§ Prompt
Copy out all of the lines below exactly; the pictures do not belong in the copy.
Study material Block Start
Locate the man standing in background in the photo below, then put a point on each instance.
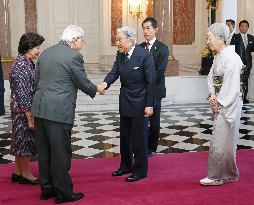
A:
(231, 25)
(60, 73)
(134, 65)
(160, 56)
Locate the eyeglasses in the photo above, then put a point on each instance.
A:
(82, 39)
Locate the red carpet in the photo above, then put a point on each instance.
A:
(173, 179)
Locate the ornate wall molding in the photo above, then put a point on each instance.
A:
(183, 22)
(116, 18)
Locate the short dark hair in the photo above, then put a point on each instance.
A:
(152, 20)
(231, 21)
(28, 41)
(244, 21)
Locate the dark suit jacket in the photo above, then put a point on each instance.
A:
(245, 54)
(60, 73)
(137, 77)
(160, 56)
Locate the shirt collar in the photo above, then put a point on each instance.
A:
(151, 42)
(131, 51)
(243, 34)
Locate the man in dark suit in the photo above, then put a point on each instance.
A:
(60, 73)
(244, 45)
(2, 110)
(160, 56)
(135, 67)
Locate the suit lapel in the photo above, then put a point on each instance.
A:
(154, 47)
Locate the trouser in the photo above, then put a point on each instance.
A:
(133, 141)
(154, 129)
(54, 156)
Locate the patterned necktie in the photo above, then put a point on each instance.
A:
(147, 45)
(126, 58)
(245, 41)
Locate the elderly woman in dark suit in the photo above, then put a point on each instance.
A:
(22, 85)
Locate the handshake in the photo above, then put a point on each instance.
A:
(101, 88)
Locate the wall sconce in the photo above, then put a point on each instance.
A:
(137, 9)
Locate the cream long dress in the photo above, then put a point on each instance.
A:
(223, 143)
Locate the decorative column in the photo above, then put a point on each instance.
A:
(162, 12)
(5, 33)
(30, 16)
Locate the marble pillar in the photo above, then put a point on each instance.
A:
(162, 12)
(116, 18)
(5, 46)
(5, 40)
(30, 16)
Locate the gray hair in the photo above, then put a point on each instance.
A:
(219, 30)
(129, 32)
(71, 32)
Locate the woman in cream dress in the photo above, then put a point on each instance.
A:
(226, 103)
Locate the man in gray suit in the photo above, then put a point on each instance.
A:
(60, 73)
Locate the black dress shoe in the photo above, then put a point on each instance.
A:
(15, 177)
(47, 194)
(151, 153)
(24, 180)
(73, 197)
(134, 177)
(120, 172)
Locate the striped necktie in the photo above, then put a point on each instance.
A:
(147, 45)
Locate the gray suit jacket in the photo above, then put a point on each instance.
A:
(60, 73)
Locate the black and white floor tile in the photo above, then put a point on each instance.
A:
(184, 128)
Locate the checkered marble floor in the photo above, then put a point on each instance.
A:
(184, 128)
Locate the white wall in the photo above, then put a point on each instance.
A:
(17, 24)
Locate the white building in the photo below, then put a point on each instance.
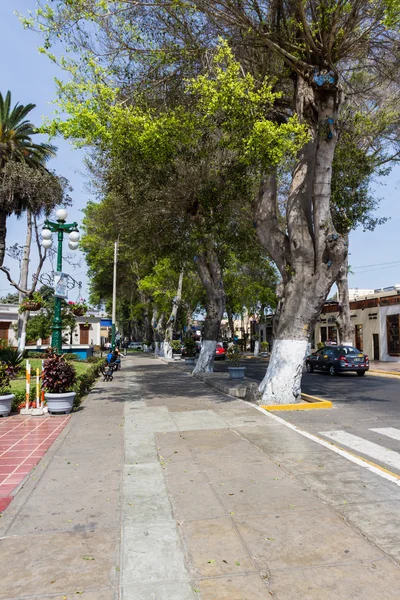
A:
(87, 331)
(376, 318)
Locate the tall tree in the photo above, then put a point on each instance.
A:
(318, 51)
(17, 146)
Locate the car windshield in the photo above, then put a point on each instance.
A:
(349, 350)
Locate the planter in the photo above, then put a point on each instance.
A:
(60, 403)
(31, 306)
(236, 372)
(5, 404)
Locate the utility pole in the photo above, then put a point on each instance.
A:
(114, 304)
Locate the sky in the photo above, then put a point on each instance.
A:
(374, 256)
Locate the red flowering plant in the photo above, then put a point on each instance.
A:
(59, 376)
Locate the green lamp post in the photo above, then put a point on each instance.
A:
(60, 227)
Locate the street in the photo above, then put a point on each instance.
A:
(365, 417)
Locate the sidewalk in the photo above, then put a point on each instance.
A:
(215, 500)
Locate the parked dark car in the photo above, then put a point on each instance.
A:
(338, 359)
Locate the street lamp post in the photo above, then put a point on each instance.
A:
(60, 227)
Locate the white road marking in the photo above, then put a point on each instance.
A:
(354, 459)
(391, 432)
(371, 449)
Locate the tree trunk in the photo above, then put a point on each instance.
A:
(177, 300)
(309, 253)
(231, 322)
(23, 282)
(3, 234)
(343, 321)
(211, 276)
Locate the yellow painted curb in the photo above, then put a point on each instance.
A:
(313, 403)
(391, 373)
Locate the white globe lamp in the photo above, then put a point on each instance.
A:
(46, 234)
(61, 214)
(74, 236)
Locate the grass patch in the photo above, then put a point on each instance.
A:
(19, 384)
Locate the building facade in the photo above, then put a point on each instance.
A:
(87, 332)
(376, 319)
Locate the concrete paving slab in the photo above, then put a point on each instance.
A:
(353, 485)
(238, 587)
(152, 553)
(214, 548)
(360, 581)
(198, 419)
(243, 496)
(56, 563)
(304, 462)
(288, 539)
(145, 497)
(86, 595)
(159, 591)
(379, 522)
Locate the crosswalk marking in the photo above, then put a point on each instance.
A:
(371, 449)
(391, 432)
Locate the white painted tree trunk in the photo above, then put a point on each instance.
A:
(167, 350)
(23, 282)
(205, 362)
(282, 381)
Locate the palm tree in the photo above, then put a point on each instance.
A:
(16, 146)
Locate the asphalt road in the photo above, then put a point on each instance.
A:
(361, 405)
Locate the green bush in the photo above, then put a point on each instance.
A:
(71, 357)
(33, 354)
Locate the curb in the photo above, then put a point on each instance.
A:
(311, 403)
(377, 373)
Study material Block End
§ Solution for this exercise
Locate the man standing in background in the photo below, then put a point on each instance.
A:
(231, 25)
(60, 73)
(134, 65)
(160, 56)
Locate the eyeglasses in the photo above, then put a point on each instance.
A:
(82, 39)
Locate the red carpet in the photo above, then put a point on each instance.
A:
(173, 179)
Locate the ornate wall molding in the photo above, then put a point on each instance.
A:
(183, 22)
(116, 18)
Locate the short dark hair in the photo above, then put a point on each instance.
A:
(152, 20)
(231, 21)
(28, 41)
(244, 21)
Locate the dark suit jacket in the photo above, then put a point on each instance.
A:
(245, 54)
(60, 73)
(137, 77)
(160, 56)
Locate the shirt collar in the photo above, then put a point on each instance.
A:
(151, 42)
(131, 51)
(243, 34)
Locate the man in dark suit in the photo above, then put a point on each instance.
A:
(60, 73)
(244, 45)
(2, 110)
(160, 56)
(135, 67)
Locate the suit lapel in the photo above, then put a point on each instance.
A:
(154, 47)
Locate the trouser in the photo above, then put a point on each instance.
A:
(133, 141)
(154, 129)
(54, 156)
Locate the patterned necktie in the photo above, then put a point on each instance.
A:
(147, 45)
(126, 58)
(245, 41)
Locate the elderly woman in dark suit in the photo above, then put a point on each instance.
A:
(22, 85)
Locate the handshake in the photo above, then put a point on each instance.
A:
(101, 88)
Locate the wall sconce in the photo above, then put a point on each instance.
A:
(137, 9)
Locate the cream long dress in the photo above, then put a point on each instance.
A:
(223, 143)
Locate the decorative column in the photo above, then put a point on each instance.
A:
(162, 12)
(5, 33)
(30, 16)
Locate the marble pillar in the photo above, then put a point on each instance.
A:
(162, 12)
(116, 18)
(5, 46)
(5, 40)
(30, 16)
Locate the gray hair in the photo above, then put a point on each instance.
A:
(219, 30)
(129, 32)
(71, 32)
Locate the woman in cream dress in the photo above, then put a point on each instance.
A:
(226, 103)
Locate the man in gray suit in the photo above, then put a point on each instance.
A:
(60, 73)
Locate the black dress shoe in the photo above, then put a point on each instance.
A:
(15, 177)
(47, 194)
(151, 153)
(24, 180)
(73, 197)
(134, 177)
(120, 172)
Locate the striped necktie in the photo above, then put a point on each instance.
A:
(147, 45)
Locate the gray suit jacket in the photo above, then put a point on each instance.
A:
(60, 73)
Locate the black and white floor tile in the photo above, then put a point on each instance.
A:
(184, 128)
Locate the checkered marble floor in the photo above, then put a point on each instance.
A:
(184, 128)
Locate the white wall in the photo above, then put a point on each instance.
A:
(17, 24)
Locate the white building in the photo below, then put a point on each instance.
A:
(87, 331)
(376, 318)
Locate the tall tree in the photo above, then put a point on each instance.
A:
(318, 51)
(17, 146)
Locate the car windshield in the photo above, then put a point on each instance.
A:
(349, 350)
Locate the planter in the photo above, then put a point on each instance.
A:
(60, 403)
(31, 306)
(236, 372)
(5, 404)
Locate the utility pole in the photo above, then put a point on each instance.
A:
(114, 304)
Locate the sky in the photo above, then put a point on each instance.
A:
(374, 256)
Locate the red flowering plant in the photo above, then put a point on each instance.
A:
(59, 376)
Locate the green lamp post in the photo above, then put a point on each instance.
A:
(60, 227)
Locate the street in the photo above, then put a point on each instance.
A:
(365, 417)
Locate the sidewalk in the photo above, then put a point on each instance.
A:
(215, 500)
Locate the parked dark car in the photo above, then put a point on each instance.
A:
(338, 359)
Locate the street lamp post in the photo above, then put a point on each instance.
A:
(60, 227)
Locate the white road marking in the photo above, then put a point on each instance.
A:
(354, 459)
(391, 432)
(371, 449)
Locate the tree trunk in the photo above, then put a point on each instance.
A:
(177, 300)
(309, 253)
(231, 322)
(23, 282)
(3, 234)
(343, 321)
(211, 276)
Locate the yellow painted curb in the photo above, then put a point on each instance.
A:
(313, 403)
(391, 373)
Locate the white globe lamp in the photo above, then put a point on each instance.
A:
(46, 234)
(61, 214)
(74, 236)
Locate the grass patch in the photo above, then put a point on each instance.
A:
(19, 384)
Locate the building facade in the photo above, then put a point on each instance.
A:
(87, 332)
(376, 319)
Locate the concrete paving slab in the photo above, then put a point on each instance.
A:
(353, 485)
(238, 587)
(152, 553)
(214, 548)
(360, 581)
(198, 419)
(243, 496)
(56, 563)
(304, 462)
(288, 539)
(145, 497)
(86, 595)
(159, 591)
(379, 522)
Locate the crosswalk marking in the photo above, then put a point on each instance.
A:
(371, 449)
(391, 432)
Locate the white painted tree trunk in the photo above, then put a point on each instance.
A:
(167, 350)
(23, 282)
(205, 362)
(282, 381)
Locate the palm tree in the photo above, then put a point on each instance.
A:
(16, 146)
Locate the asphalt road in the photo above, then put a point on each instance.
A:
(361, 405)
Locate the green bush in the photo above, then put a point on each instance.
A:
(71, 357)
(33, 354)
Locate the curb in the photo above, then put a point on each instance.
A:
(311, 403)
(377, 373)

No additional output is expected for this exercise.